■ Exercise task ■
Extract every line of the rows below that contains the word "window". Treat the match as case-sensitive.

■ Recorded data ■
######
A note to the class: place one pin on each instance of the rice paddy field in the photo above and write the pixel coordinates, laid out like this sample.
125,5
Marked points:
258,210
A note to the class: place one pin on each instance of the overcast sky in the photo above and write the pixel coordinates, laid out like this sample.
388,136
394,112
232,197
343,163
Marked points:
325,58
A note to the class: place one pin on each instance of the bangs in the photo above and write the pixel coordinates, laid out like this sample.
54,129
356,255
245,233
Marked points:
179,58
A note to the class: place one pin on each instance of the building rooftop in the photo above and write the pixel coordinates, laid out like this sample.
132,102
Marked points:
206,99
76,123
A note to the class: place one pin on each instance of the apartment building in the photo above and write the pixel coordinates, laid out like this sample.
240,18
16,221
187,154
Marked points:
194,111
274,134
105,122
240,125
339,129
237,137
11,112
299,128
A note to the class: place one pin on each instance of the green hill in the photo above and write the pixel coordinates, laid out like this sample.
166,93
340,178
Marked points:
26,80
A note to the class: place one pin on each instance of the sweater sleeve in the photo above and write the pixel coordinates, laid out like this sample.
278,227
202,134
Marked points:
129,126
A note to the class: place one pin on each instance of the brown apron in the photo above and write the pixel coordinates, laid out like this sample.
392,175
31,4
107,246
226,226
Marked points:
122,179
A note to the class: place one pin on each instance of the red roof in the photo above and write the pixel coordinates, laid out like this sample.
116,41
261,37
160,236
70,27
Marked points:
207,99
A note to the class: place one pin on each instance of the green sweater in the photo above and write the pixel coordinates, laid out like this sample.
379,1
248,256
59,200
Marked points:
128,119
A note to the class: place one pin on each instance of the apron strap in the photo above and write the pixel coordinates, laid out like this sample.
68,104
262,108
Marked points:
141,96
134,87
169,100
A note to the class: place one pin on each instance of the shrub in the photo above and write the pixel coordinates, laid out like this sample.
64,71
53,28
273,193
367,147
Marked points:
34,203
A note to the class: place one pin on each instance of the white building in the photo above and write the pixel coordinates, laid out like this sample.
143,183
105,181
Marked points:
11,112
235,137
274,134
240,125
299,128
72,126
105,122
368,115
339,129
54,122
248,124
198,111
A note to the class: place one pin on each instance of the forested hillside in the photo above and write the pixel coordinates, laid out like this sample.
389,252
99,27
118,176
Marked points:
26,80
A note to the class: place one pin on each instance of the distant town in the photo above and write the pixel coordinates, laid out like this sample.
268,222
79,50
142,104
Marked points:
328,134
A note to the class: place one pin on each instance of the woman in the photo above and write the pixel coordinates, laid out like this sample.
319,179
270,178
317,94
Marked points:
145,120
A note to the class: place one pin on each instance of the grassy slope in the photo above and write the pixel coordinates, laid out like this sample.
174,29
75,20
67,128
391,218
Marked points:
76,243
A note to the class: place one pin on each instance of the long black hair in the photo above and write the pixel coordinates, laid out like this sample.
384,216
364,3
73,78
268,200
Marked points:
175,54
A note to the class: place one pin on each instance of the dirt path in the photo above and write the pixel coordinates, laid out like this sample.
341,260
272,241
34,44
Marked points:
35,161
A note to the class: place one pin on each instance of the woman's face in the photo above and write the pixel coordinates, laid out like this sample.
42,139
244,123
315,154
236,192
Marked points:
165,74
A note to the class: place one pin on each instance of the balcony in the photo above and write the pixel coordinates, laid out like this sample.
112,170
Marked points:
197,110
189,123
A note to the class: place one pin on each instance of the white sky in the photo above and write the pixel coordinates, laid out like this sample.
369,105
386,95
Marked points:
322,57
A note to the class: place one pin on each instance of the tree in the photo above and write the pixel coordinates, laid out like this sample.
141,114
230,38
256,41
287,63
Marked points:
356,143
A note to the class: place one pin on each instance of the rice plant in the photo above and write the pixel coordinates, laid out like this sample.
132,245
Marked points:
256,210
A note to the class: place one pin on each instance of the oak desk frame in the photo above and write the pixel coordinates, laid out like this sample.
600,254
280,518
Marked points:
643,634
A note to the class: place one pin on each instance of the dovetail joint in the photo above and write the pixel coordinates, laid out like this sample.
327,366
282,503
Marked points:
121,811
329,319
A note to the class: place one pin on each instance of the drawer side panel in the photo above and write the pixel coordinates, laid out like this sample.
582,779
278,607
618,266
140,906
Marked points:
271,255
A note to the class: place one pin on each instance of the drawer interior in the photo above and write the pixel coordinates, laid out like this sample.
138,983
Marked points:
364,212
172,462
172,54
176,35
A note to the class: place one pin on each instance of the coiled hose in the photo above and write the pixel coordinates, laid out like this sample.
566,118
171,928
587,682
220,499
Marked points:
######
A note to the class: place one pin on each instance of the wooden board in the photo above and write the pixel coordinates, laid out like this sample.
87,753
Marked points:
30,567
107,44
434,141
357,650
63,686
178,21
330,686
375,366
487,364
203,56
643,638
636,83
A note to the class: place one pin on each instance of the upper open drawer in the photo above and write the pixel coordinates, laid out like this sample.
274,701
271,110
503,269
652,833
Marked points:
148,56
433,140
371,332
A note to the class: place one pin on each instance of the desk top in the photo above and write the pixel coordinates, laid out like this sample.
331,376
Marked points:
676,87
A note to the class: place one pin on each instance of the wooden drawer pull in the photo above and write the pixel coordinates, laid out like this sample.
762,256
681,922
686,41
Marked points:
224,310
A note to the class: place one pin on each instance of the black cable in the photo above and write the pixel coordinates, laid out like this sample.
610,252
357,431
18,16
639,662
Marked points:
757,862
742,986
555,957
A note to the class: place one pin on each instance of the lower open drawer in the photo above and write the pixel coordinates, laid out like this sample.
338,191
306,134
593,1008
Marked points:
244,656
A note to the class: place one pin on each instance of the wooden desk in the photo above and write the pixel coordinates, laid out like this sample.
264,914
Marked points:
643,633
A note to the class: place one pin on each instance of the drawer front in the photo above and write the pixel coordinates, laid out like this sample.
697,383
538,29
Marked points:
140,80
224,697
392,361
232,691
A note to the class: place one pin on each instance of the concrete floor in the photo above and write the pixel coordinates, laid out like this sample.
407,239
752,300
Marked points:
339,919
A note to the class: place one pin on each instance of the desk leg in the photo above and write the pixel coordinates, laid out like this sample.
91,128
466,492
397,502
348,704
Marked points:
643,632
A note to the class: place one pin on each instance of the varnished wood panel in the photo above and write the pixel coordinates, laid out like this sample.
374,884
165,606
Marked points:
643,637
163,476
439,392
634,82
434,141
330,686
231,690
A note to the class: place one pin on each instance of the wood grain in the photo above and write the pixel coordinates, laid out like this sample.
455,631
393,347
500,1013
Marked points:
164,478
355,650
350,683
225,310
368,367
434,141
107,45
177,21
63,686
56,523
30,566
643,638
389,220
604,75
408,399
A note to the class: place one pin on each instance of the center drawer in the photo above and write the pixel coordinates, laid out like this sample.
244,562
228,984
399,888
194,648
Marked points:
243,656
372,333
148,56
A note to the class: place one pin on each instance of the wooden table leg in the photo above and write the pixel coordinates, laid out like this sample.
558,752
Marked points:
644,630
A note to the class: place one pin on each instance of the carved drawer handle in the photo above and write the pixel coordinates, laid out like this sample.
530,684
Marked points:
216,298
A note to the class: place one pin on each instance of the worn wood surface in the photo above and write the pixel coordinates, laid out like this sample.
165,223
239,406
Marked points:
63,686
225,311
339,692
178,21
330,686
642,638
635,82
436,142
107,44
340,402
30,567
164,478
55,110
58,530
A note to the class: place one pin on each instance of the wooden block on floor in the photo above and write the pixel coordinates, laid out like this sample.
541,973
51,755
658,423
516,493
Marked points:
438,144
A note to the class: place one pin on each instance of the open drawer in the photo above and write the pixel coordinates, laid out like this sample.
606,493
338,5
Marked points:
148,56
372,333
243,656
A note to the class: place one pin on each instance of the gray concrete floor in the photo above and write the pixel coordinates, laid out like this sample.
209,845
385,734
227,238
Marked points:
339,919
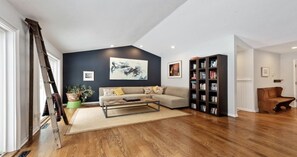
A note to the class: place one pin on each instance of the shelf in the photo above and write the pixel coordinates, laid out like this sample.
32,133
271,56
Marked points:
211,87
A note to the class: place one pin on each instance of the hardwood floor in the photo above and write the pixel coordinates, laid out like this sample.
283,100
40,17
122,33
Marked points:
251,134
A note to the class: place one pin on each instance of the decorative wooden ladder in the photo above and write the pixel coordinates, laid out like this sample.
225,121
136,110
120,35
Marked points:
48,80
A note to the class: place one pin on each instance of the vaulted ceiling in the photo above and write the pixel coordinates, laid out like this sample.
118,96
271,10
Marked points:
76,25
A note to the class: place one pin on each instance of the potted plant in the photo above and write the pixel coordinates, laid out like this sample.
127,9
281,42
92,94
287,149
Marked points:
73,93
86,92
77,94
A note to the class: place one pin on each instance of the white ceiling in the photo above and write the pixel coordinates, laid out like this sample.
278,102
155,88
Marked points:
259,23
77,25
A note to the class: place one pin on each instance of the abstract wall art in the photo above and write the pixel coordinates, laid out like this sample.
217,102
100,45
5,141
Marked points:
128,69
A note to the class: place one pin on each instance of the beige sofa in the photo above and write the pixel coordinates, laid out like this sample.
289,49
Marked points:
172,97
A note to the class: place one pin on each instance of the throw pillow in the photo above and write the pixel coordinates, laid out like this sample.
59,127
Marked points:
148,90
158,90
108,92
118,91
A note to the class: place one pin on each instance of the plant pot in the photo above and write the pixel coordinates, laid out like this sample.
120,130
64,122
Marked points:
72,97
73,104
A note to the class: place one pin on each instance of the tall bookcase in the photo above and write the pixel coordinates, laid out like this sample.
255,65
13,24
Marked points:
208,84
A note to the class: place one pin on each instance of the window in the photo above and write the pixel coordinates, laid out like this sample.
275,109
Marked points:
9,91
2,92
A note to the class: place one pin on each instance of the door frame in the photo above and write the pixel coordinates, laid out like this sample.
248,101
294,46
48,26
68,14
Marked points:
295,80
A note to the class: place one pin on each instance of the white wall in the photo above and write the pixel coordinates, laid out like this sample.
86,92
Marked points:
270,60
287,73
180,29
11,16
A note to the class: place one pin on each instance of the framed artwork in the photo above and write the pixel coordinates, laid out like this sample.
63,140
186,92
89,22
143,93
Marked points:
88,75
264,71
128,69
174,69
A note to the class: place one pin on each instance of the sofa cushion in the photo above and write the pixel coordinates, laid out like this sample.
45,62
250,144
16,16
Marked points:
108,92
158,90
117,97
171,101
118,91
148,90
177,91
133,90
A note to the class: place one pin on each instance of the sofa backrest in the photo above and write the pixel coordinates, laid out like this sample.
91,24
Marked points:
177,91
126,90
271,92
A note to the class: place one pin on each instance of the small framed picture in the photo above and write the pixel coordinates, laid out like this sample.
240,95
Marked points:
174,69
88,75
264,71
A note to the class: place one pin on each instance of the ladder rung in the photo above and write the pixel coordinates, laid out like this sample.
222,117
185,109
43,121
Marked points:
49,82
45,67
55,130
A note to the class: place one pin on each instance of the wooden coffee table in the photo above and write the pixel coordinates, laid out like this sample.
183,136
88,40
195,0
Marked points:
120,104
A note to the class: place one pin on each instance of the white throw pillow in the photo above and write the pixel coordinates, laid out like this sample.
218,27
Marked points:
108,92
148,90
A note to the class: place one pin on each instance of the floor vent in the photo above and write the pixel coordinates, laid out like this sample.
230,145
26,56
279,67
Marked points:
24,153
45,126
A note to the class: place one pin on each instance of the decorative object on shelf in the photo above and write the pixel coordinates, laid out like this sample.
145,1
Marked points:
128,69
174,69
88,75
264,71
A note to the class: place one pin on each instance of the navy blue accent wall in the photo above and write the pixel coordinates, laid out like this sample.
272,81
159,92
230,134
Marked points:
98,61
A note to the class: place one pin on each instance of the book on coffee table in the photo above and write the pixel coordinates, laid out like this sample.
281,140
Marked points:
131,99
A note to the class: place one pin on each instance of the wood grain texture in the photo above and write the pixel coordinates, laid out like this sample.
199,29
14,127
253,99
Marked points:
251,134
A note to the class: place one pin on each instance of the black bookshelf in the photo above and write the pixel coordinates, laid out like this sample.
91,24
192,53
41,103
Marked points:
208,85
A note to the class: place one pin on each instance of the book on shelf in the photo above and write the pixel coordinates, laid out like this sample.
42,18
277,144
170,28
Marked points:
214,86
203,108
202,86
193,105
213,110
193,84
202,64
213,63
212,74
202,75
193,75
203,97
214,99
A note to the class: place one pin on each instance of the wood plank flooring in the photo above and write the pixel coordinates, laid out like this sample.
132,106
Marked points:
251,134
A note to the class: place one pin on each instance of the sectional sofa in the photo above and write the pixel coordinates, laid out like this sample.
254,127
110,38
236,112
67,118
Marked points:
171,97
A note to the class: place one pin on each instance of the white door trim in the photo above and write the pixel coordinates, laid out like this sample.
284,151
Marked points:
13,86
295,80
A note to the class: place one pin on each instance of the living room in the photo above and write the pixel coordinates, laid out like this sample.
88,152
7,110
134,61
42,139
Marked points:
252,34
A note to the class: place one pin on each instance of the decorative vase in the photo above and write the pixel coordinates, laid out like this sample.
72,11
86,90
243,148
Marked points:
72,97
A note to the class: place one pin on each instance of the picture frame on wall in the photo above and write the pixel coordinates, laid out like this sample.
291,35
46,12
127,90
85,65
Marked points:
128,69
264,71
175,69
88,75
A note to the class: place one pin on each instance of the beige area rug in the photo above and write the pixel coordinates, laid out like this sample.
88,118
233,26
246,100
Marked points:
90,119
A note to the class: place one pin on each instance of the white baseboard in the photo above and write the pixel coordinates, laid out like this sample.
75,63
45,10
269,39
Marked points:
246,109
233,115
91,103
######
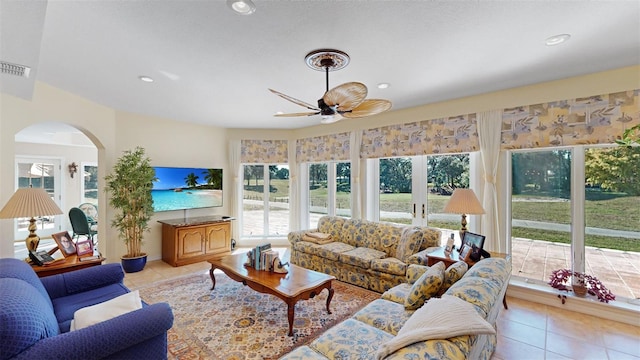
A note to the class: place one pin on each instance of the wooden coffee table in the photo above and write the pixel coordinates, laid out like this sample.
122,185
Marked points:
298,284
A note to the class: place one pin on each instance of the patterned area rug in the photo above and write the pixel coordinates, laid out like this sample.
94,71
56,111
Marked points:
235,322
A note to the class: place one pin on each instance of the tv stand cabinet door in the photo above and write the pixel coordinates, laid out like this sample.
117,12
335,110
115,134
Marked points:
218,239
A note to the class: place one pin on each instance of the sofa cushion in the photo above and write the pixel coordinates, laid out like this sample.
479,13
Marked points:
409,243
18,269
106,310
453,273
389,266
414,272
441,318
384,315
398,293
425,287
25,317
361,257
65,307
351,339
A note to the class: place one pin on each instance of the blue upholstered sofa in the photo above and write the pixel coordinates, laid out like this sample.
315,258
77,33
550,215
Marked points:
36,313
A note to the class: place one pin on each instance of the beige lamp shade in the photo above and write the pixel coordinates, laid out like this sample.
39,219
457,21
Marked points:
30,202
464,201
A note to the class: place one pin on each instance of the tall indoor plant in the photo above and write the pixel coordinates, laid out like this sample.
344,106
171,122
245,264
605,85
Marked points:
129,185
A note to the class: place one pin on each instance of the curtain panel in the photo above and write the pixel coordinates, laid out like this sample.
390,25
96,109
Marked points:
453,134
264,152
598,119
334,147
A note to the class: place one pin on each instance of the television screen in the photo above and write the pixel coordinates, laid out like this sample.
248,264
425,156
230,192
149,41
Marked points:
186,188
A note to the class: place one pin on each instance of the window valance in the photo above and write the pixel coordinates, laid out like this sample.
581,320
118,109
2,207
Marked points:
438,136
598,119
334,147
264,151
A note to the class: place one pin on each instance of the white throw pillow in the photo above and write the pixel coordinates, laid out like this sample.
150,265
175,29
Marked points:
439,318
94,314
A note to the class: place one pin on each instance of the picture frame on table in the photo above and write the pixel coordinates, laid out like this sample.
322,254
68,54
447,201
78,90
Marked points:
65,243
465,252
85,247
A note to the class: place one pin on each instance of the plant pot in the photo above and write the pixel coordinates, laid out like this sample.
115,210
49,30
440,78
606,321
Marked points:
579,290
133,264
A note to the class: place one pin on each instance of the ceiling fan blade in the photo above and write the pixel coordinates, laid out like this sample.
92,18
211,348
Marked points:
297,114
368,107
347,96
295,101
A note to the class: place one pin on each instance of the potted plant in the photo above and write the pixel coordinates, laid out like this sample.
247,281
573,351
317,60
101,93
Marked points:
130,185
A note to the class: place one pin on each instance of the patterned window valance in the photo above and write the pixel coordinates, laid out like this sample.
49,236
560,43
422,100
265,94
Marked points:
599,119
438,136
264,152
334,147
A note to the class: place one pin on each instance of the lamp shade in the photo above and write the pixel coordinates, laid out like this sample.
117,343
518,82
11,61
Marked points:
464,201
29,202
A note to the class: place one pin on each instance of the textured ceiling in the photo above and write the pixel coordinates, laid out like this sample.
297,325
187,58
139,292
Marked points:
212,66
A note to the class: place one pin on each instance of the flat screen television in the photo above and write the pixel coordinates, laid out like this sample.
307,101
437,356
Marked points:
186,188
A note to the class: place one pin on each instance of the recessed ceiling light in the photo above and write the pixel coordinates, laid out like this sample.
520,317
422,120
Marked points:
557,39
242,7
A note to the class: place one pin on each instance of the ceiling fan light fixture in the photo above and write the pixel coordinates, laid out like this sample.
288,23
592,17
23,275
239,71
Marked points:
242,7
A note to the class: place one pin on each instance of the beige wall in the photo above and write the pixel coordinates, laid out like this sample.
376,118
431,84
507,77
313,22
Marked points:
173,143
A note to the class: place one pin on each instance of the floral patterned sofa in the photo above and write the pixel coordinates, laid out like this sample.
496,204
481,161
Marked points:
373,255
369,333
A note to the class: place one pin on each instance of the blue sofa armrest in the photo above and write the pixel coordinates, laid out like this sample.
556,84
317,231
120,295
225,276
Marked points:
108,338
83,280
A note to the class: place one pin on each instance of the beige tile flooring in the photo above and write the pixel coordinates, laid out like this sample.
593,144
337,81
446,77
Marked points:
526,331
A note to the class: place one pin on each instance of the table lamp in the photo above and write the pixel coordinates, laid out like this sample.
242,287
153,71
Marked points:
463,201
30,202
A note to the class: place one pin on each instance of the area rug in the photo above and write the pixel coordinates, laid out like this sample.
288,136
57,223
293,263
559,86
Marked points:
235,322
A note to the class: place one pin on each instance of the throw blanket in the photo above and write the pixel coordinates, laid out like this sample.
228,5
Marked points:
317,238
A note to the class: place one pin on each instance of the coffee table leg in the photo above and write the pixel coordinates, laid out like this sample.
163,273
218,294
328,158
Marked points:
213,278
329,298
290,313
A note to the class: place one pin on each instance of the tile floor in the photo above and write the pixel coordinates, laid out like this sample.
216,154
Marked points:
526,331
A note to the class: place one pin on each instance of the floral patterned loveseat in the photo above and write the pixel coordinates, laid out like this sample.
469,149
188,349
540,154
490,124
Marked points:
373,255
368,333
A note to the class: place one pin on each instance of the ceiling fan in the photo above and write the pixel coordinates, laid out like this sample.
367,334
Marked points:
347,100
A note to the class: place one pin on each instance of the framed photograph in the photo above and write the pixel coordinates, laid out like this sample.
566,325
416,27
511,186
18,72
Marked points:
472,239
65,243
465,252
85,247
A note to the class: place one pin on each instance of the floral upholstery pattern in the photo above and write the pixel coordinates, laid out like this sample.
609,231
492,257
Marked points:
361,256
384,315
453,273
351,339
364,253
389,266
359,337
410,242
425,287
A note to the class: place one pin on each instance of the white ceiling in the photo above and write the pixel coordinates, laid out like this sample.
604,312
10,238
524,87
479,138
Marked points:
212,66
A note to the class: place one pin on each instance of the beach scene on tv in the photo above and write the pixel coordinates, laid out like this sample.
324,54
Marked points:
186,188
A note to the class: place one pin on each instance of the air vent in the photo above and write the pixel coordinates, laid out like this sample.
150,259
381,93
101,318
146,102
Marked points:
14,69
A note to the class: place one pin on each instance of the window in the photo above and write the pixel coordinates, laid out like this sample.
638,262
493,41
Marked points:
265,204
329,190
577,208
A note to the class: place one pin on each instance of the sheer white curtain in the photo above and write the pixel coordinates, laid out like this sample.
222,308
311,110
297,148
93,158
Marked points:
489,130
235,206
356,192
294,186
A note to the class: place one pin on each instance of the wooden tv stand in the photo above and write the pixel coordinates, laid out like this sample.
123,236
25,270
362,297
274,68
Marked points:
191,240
######
■ Answer for the task ■
A note to the class: place one pin on each instance of the window in the photo above and write the pixel coordinates, laid out like this sample.
A note to the class: place one pin on each instance of the window valance in the photo above and write the pixel coordinates, laid out like this sample.
A note to the class: place one pin on each instance of the patterned window valance in the photo above and write the pixel coordinates, laid out like this sample.
A note to the class: place one pin on each instance of the window in the photo above and write the pixel coordinates, laid out like this sample.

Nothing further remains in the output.